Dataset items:
#####
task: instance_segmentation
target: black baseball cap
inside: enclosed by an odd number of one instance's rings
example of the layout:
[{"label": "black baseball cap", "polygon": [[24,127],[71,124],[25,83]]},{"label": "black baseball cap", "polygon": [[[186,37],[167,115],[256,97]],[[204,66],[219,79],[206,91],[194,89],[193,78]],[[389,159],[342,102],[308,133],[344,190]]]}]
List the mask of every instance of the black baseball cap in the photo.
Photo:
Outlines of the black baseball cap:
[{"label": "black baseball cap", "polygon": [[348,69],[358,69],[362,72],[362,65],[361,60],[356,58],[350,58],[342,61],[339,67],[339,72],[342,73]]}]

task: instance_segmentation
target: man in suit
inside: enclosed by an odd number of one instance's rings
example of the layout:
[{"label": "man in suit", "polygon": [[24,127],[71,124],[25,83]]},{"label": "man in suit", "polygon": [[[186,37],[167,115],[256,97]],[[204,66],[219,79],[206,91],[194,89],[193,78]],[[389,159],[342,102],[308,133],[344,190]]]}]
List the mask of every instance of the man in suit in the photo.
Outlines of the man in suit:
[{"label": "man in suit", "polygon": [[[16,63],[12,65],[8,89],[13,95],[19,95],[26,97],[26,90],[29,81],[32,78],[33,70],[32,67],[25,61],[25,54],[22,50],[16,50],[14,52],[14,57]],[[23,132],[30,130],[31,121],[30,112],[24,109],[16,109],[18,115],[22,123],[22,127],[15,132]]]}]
#####
• [Work to complete]: Copy out the data again, putting "uneven number" in place of "odd number" wherever it occurs and keeping everything else the same.

• [Final result]:
task: instance_segmentation
target: black baseball cap
inside: enclosed by an uneven number of one instance's rings
example of the layout:
[{"label": "black baseball cap", "polygon": [[24,127],[71,124],[25,83]]},{"label": "black baseball cap", "polygon": [[[186,37],[167,115],[256,97]],[[204,66],[219,79],[206,91],[194,89],[193,78]],[[389,159],[342,102],[308,133],[344,190]]]}]
List the mask of every instance of the black baseball cap in the photo.
Photo:
Outlines of the black baseball cap:
[{"label": "black baseball cap", "polygon": [[348,69],[358,69],[362,72],[362,65],[361,60],[356,58],[350,58],[342,61],[339,67],[339,72],[342,73]]}]

task: instance_segmentation
target: man in suit
inside: enclosed by an uneven number of one instance's rings
example of the layout:
[{"label": "man in suit", "polygon": [[24,127],[71,124],[25,83]]},{"label": "man in suit", "polygon": [[[186,37],[167,115],[256,97]],[[204,66],[219,79],[206,91],[194,89],[193,78]],[[389,159],[342,102],[308,133],[344,190]]]}]
List the mask of every instance of the man in suit in the photo.
Outlines of the man in suit:
[{"label": "man in suit", "polygon": [[[16,63],[12,65],[8,89],[13,95],[19,95],[26,97],[26,90],[29,81],[32,78],[33,70],[32,67],[25,61],[25,54],[22,50],[16,50],[14,52],[14,57]],[[23,132],[30,130],[31,121],[30,112],[24,109],[16,109],[18,115],[22,123],[22,127],[15,132]]]}]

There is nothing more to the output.